### WHAT THIS TASK INVOLVES
Your task is to copy every line of this material exactly.

### EXCERPTED DATA
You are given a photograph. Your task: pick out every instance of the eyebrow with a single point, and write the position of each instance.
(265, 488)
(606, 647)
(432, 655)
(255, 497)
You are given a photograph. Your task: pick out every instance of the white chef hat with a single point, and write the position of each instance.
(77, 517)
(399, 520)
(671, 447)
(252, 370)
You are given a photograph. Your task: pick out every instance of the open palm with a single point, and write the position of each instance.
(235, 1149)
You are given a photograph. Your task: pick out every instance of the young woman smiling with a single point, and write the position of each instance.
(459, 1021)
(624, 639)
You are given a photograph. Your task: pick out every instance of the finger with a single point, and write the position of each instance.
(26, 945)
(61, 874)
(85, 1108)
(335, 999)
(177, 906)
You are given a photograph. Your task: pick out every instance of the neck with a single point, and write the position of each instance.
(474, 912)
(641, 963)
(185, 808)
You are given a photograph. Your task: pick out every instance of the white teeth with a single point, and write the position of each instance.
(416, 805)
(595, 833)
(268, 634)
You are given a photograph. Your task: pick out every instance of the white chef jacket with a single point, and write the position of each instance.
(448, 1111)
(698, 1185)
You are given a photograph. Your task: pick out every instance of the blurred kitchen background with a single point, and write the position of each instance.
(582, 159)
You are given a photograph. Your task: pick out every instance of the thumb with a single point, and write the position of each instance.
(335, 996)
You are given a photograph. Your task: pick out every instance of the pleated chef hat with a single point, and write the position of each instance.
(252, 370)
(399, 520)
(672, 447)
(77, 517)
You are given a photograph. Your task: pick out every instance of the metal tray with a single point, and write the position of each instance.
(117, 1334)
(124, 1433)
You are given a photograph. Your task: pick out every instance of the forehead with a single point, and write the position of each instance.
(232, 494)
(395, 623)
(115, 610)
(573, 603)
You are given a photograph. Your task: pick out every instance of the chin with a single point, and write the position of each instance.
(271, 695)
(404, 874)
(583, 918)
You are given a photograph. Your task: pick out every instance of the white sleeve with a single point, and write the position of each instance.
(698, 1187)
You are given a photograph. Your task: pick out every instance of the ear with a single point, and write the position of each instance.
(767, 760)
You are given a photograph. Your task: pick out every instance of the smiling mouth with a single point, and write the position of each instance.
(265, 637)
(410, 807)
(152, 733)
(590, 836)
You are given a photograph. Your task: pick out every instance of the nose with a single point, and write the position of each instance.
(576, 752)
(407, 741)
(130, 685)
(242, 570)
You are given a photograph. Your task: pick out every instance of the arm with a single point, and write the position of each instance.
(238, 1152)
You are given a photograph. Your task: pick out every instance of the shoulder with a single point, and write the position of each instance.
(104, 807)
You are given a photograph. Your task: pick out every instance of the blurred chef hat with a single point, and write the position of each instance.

### SOLUTION
You are given a photograph. Your task: pick out every instance of the eyebrow with a single point, and write the position of each instance.
(265, 488)
(606, 647)
(432, 655)
(255, 497)
You are given a photograph. Your task: pick out every instance of the white chef hat with a single point, and write the position of each instance.
(77, 517)
(399, 520)
(671, 447)
(252, 370)
You are given a photograph. Your task: pick out every instance of the open palm with a single point, and write the position of each instance.
(235, 1149)
You are given a photograph. Your task: pick out every instance of the young woman smiling with a single point, and write the position of each instance.
(459, 1021)
(624, 639)
You are given a photograph. Your task: pick out every instance of the finger with a single point, and write the position of each instance.
(26, 945)
(61, 874)
(85, 1108)
(335, 999)
(177, 906)
You are given a photograph. Your task: pick out every instance of the neck with a single point, and write the position of each instance.
(474, 912)
(641, 963)
(185, 808)
You are given a photograph. Your task: pick out every instance of the white teeth with a single point, and write the position of each instance.
(416, 805)
(595, 833)
(268, 634)
You are given a photograph. Your task: pick out every instance of the white chef jacket with a single point, and write the position of each instance.
(448, 1111)
(698, 1185)
You are given a photograph. Your task: pick out every instance of the blurred kitchen background with a single point, and write the position of each instance.
(582, 159)
You are given a photograph. Your task: pick out every instance of the thumb with a single point, and write the position of each instance.
(335, 996)
You are given a photograph. Your task: pick out every instance of the pleated chef hat with a single point, and write the position of each instance.
(252, 370)
(399, 520)
(672, 447)
(77, 517)
You are given a photograph. Your task: pick out every instance of the metal tray with a single point, and write the position of each instance.
(117, 1334)
(124, 1433)
You are given a photograph. Your task: pick out every instance of the forehead with a single point, and write the position of each instance.
(232, 494)
(395, 623)
(115, 610)
(573, 603)
You are given a photograph. Your task: pick out every instance of the chin with a single point, and write the position of each instance.
(271, 695)
(404, 874)
(583, 918)
You are given a photograph. Your task: pick out every instance of the white sleeve with a single point, and write the position of each instance.
(698, 1187)
You are given a photograph. Your task: pick out every instance of the ear with a single point, and write the position of each instance.
(767, 760)
You are given a photograph. Your task: pick out every instance of the smiling mouth with a single point, and write the position of each instance.
(265, 637)
(410, 807)
(152, 733)
(590, 836)
You are given a photograph. Your task: pick out every instance of the nose with a single point, and write the position of each instance.
(576, 752)
(407, 741)
(130, 685)
(242, 570)
You are given a photograph. Your task: pick out every instance of the arm with a single point, and write the position of each instance.
(238, 1152)
You are given a photograph. Your task: pick out every instance of the shoulder with a single point, and write the position of each instance.
(104, 807)
You are given a photograph. Your task: pick out every instance of the blurred chef hat with a single point, and write the position of each instance.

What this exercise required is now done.